REQUIREMENT
Each record should be given again exactly, and any picture in it left out.

----------------

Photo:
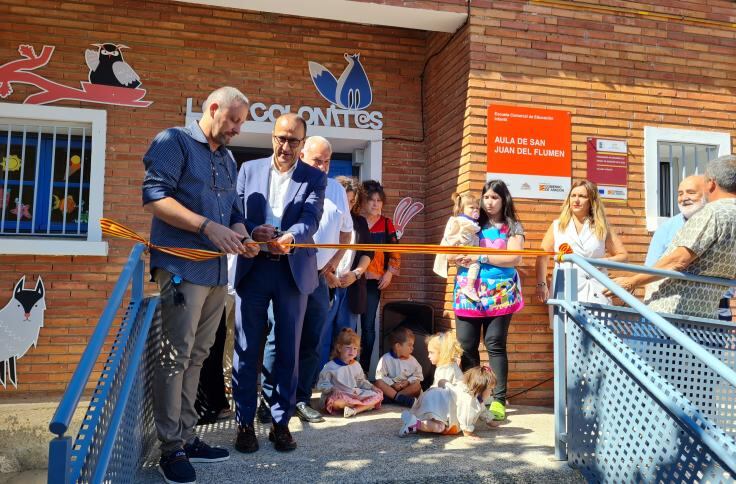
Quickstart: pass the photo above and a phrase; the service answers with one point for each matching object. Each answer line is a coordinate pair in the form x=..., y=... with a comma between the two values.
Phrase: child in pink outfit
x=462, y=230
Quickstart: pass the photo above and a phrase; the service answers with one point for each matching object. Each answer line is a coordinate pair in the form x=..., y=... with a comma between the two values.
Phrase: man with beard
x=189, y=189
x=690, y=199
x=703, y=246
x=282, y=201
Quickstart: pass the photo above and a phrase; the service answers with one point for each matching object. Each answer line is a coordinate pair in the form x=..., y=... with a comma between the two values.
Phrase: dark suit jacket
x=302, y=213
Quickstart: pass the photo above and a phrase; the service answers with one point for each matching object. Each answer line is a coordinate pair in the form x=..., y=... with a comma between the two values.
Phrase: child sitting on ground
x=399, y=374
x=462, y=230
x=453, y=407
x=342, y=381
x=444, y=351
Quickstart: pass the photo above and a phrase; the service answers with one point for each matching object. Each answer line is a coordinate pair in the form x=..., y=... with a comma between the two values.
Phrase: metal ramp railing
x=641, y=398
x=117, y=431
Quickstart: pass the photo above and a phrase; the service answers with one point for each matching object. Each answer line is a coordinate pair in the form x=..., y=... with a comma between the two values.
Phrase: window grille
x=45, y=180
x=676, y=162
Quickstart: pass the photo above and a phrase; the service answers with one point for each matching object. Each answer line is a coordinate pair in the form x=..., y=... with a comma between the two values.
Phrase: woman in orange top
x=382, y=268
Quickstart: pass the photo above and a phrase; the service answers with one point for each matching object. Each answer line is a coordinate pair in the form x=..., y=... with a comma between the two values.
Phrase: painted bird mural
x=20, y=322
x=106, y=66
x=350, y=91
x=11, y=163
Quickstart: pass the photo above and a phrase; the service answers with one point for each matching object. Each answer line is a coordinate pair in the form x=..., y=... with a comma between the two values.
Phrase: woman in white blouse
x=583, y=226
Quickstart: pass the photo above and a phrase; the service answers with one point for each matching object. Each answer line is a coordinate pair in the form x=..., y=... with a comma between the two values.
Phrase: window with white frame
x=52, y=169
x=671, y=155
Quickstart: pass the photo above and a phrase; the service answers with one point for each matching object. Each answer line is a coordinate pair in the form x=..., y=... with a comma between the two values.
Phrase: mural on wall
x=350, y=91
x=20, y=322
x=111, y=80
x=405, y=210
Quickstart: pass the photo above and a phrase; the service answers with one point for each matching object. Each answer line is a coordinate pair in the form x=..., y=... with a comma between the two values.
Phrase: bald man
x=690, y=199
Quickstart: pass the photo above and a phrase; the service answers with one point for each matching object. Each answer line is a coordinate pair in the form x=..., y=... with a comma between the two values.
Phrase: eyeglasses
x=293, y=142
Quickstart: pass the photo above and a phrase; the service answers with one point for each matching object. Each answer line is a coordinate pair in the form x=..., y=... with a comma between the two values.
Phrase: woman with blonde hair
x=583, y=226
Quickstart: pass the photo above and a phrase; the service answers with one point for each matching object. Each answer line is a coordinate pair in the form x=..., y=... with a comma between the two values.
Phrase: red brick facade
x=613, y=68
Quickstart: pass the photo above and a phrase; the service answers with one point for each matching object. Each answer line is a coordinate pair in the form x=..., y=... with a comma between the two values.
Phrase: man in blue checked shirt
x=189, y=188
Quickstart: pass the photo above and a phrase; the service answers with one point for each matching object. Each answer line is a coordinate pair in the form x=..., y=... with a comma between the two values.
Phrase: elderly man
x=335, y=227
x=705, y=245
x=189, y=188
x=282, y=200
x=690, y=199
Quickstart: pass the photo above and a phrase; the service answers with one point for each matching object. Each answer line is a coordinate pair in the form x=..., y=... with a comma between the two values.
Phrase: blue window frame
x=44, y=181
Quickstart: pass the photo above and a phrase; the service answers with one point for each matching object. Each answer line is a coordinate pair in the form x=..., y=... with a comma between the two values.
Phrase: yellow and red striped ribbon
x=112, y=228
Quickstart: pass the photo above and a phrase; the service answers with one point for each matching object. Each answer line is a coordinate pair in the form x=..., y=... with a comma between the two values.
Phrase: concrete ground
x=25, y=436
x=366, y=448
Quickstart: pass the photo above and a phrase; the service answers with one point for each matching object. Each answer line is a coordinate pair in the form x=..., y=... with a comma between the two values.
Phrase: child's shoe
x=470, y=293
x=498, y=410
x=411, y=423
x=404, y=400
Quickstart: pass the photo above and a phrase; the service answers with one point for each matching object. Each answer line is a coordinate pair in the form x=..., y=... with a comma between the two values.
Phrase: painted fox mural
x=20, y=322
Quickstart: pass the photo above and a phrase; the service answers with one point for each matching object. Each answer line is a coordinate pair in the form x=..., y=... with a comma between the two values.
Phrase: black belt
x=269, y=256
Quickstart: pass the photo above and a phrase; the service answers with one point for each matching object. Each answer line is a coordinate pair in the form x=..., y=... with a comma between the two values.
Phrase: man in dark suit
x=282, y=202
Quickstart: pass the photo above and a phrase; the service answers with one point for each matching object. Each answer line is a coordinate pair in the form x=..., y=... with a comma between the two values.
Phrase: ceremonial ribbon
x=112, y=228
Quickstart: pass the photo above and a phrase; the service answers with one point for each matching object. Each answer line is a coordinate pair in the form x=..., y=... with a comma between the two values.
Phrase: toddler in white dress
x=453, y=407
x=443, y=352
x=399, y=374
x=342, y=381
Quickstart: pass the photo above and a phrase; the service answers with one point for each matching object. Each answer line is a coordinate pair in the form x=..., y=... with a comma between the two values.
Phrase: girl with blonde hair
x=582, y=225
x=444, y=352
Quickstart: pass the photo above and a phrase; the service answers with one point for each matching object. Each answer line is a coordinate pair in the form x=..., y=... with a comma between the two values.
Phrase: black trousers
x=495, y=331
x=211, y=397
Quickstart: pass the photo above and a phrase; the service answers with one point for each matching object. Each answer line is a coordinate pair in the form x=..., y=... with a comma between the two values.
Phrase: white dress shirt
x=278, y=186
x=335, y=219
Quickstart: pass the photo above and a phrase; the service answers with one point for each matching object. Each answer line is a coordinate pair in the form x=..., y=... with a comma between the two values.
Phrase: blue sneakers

----------------

TASK ANSWER
Photo:
Quickstart: pass the photo above and a phrase; the service answers with one point for each matching object. Each answer line is a coordinate pair in the form x=..., y=... with a comma between the two values.
Phrase: child in pink outfit
x=462, y=230
Quickstart: pass the photo above and a phrase; the service answers with one point for each matching object. Each answer line is a coordinate pair in the form x=..., y=... with a comma between the two values.
Phrase: man with beard
x=189, y=189
x=690, y=199
x=703, y=246
x=282, y=201
Quickstart: pass the photo above and a phrase; the service answers with one point for each matching object. Each answer line is a coordinate pair in the form x=..., y=... with a comma between the two values.
Phrase: dark suit jacket
x=302, y=213
Quickstart: pass the photo above and a phrase; the service answers with one point for each matching object. Each answer line is a coordinate pair in the form x=..., y=... with a comma between the two values.
Phrase: child sitting on ground
x=399, y=374
x=462, y=230
x=453, y=407
x=342, y=381
x=444, y=351
Quickstart: pass the photo above and a phrase; the service answers with one point for each matching object. Each answer line is a coordinate pair in the form x=..., y=... with a comma between the two values.
Phrase: metal ramp railing
x=641, y=398
x=117, y=431
Quickstart: pass the photo above and a phrase; the service answers with one point for each matching object. Each answer line is a coordinate pair in the form x=..., y=... with a comma between the two values.
Phrase: window grille
x=45, y=180
x=676, y=162
Quickstart: pass the photo above and a phrase; the service answers with one point for each matching object. Each answer line is a coordinate pair in the form x=..., y=... with a comma between the two values.
Phrase: woman in orange top
x=382, y=268
Quickstart: pass the photo above and a phrase; the service answers with one point for each matching object. Each answer line is a coordinate pair in the form x=..., y=... with a comma between the two values.
Phrase: painted bird mural
x=20, y=322
x=106, y=66
x=350, y=91
x=11, y=163
Quickstart: pass the photo above and a phrase; the service answers with one point for each matching object. Each answer line is a coordinate pair in the form x=..., y=... with a comma between the two values.
Phrase: woman in white blouse
x=583, y=226
Quickstart: pass the photo above and a phrase; the service answers with one point for each matching object. Each answer line is a coordinate pair in the form x=..., y=... with a comma between the two values.
Phrase: window with white frame
x=52, y=169
x=671, y=155
Quickstart: pass the photo above and a phrase; the service answers with one point for each matching object. Each answer line is a coordinate pair in the form x=..., y=... with a comma between the two values.
Phrase: mural on wall
x=350, y=91
x=20, y=322
x=111, y=80
x=405, y=210
Quickstart: pass the photo above and a phrase; the service answers with one point for each matching object. Each answer line is a coordinate pair in the form x=..., y=... with a comma between the two values.
Phrase: bald man
x=690, y=199
Quickstart: pass the photo above and a phrase; the service answers with one point for each matching object. Each answer line is a coordinate pair in the form x=..., y=... with a comma between the two values.
Phrase: eyeglasses
x=293, y=142
Quickstart: pass the photo above and a phrase; the service answers with one point for each matching object. Each answer line is a coordinate pair in the form x=..., y=... with a comma between the two values.
Phrase: woman with blonde hair
x=583, y=226
Quickstart: pass the photo above and a phrase; the service answers with one point for each matching object. Each answer line is a coordinate pair in the form x=..., y=... with a comma between the two values.
Phrase: red brick facade
x=613, y=68
Quickstart: pass the photo above and a phrase; the service answers with one point for each matching object. Each answer line is a coordinate pair in the form x=..., y=... with a comma between the two values.
Phrase: man in blue checked shirt
x=189, y=188
Quickstart: pass the photo above and a phrase; the service answers with one point for each matching object. Each answer line is a coordinate pair in the form x=..., y=... with a comma between the two values.
Phrase: elderly man
x=335, y=227
x=705, y=245
x=189, y=188
x=282, y=200
x=690, y=199
Quickstart: pass the photo above and a phrase; the service answers with one point for each matching object. Each answer line is a coordinate pair in the form x=..., y=... with a comma between the two values.
Phrase: blue window frame
x=44, y=181
Quickstart: pass the photo above and a phrase; the service answers with one point for each matching object. Each answer line is a coordinate pair in the form x=..., y=... with a comma between the two values.
Phrase: yellow and red striped ribbon
x=112, y=228
Quickstart: pass the photo above and a phrase; the service answers with one point for each matching object. Each answer line is a coordinate pair in the form x=..., y=... with a comma between the two values.
Phrase: concrete ground
x=25, y=436
x=366, y=448
Quickstart: pass the photo above and a phrase; the service answers with one point for each matching object. Each answer line is a coordinate pair in the form x=..., y=... with a comma between the two values.
Phrase: child's shoe
x=470, y=293
x=498, y=410
x=411, y=423
x=404, y=400
Quickstart: pass the photo above and a phrase; the service answers with one point for each matching object. Each answer line is a coordinate pair in the form x=..., y=... with a comma between the two values.
Phrase: painted fox mural
x=20, y=322
Quickstart: pass the photo above and a phrase; the service answers with one point for each matching object. Each answer line is a coordinate pair in the form x=..., y=... with a comma between the two values.
Phrase: black belt
x=269, y=256
Quickstart: pass the photo above and a phrase; the service answers with one point for each matching object. Each answer line is a coordinate pair in the form x=..., y=... with a comma between the two values.
Phrase: man in dark suit
x=282, y=202
Quickstart: pass the photo above and a phrase; the service answers with one point for each matching object. Each answer line is a coordinate pair in the form x=..., y=... with a comma between the two values.
Phrase: ceremonial ribbon
x=112, y=228
Quickstart: pass the photo above and a phrase; the service answers with one point for each matching object. Each answer line is a coordinate pair in the form x=..., y=... with a comma between the two values.
Phrase: toddler in white dress
x=453, y=407
x=443, y=352
x=399, y=374
x=342, y=381
Quickstart: pass the photo above and a phrase; the service answers with one point for each matching object. Each answer line is a coordinate pair in the form x=..., y=... with a comma between the two values.
Phrase: girl with blonde hair
x=582, y=225
x=444, y=352
Quickstart: pass the photo above and a phrase; the service answers with one point for each matching object. Each answer line is a coordinate pair in the form x=..., y=... with a comma between the two values.
Phrase: black trousers
x=495, y=331
x=211, y=397
Quickstart: pass the photo above and a phrase; the service answers with one point for each matching object. Each answer line is a coordinate pair in the form x=..., y=... with a comma between the two values.
Phrase: white dress shirt
x=278, y=186
x=335, y=219
Quickstart: pass the photo above and a phrase; the service answers with one point for each matching object. Each answer line is a coordinate pair in the form x=..., y=... with a comma between the two values.
Phrase: blue sneakers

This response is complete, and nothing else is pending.